#### PROBLEM STATEMENT
In the copy, leave out the pictures and repeat all records exactly.

#### GIVEN ENTRIES
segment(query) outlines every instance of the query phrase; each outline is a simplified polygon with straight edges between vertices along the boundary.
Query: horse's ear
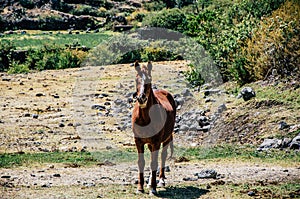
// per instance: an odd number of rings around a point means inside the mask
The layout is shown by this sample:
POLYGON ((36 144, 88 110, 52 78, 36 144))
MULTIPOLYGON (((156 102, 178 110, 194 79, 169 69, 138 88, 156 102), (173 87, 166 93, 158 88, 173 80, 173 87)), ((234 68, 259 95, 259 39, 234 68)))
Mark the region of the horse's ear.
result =
POLYGON ((138 60, 134 62, 134 68, 139 73, 141 71, 140 63, 138 60))
POLYGON ((148 61, 147 68, 148 68, 149 72, 152 71, 152 62, 151 61, 148 61))
POLYGON ((152 62, 151 62, 151 61, 148 61, 147 69, 148 69, 148 74, 149 74, 150 77, 151 77, 151 71, 152 71, 152 62))

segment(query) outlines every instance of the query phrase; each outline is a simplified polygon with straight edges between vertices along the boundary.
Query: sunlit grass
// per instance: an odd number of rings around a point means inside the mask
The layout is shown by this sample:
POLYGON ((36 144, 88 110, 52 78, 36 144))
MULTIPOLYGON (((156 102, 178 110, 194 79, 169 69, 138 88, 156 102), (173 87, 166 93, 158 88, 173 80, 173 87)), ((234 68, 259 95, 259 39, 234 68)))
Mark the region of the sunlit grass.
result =
MULTIPOLYGON (((252 161, 261 163, 285 162, 300 163, 300 154, 297 151, 269 150, 258 152, 252 146, 219 145, 214 147, 175 148, 175 157, 185 157, 192 161, 225 160, 225 161, 252 161)), ((150 152, 145 150, 145 158, 150 159, 150 152)), ((77 164, 79 166, 93 166, 104 162, 122 163, 136 162, 135 147, 123 150, 105 150, 98 152, 51 152, 51 153, 24 153, 1 154, 0 167, 30 166, 44 163, 77 164)))

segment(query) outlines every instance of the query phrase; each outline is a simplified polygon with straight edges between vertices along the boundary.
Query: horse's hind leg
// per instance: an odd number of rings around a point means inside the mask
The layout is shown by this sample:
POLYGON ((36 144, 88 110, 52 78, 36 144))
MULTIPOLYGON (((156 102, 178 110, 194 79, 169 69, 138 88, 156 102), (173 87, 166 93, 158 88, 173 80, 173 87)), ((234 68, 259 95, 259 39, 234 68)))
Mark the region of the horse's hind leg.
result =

#### RESPONSE BELOW
segment(query) outlines every instance of the query phrase; each outline is a simplified polygon with straight edges between vertices along the boundary.
Query: horse's ear
// per instance: an odd number of rings around a point means inside the mask
The layout is shown by this sample:
POLYGON ((36 144, 88 110, 52 78, 36 144))
MULTIPOLYGON (((156 102, 178 110, 194 79, 169 69, 138 88, 156 102), (173 87, 166 93, 158 88, 173 80, 173 87)), ((234 68, 259 95, 259 39, 234 68)))
Mark the region of the horse's ear.
result =
POLYGON ((138 60, 134 62, 134 68, 139 73, 141 71, 140 63, 138 60))
POLYGON ((148 61, 147 68, 148 68, 149 72, 152 71, 152 62, 151 61, 148 61))
POLYGON ((152 62, 151 62, 151 61, 148 61, 147 69, 148 69, 148 74, 149 74, 150 77, 151 77, 151 71, 152 71, 152 62))

segment(query) outlines every instance of the query phrase; each outline is a simplified polygon with straight edges between vertices along the boundary.
Query: sunlit grass
// per instance: an odd number of rings around a point means inside the mask
The layout is shown by this sample:
POLYGON ((36 144, 88 110, 52 78, 36 144))
MULTIPOLYGON (((156 102, 178 110, 194 79, 169 69, 138 88, 156 102), (173 87, 166 93, 158 88, 173 80, 173 87)), ((234 68, 259 95, 259 39, 234 68)))
Mark the region of the sunlit grass.
result =
MULTIPOLYGON (((252 161, 261 163, 285 162, 300 163, 300 154, 297 151, 269 150, 258 152, 252 146, 219 145, 214 147, 175 148, 175 157, 185 157, 192 161, 225 160, 225 161, 252 161)), ((150 152, 145 150, 145 158, 150 159, 150 152)), ((77 164, 79 166, 93 166, 104 162, 122 163, 136 162, 135 147, 123 150, 105 150, 98 152, 51 152, 51 153, 24 153, 1 154, 0 167, 30 166, 44 163, 77 164)))

segment(query) outlines every instance of the query phrase; each outline is a simplified polygon with straight edges between vertices along the boundary.
Query: horse's hind leg
// per instance: an odd number of rings around a point means inside the mask
The layout is shown by this sample:
POLYGON ((36 144, 88 110, 52 78, 36 144))
MULTIPOLYGON (((156 102, 178 110, 194 79, 169 69, 138 88, 156 102), (173 87, 166 93, 158 88, 173 80, 173 87)), ((234 68, 259 95, 259 39, 234 68)))
Mark the region of the horse's hind leg.
result =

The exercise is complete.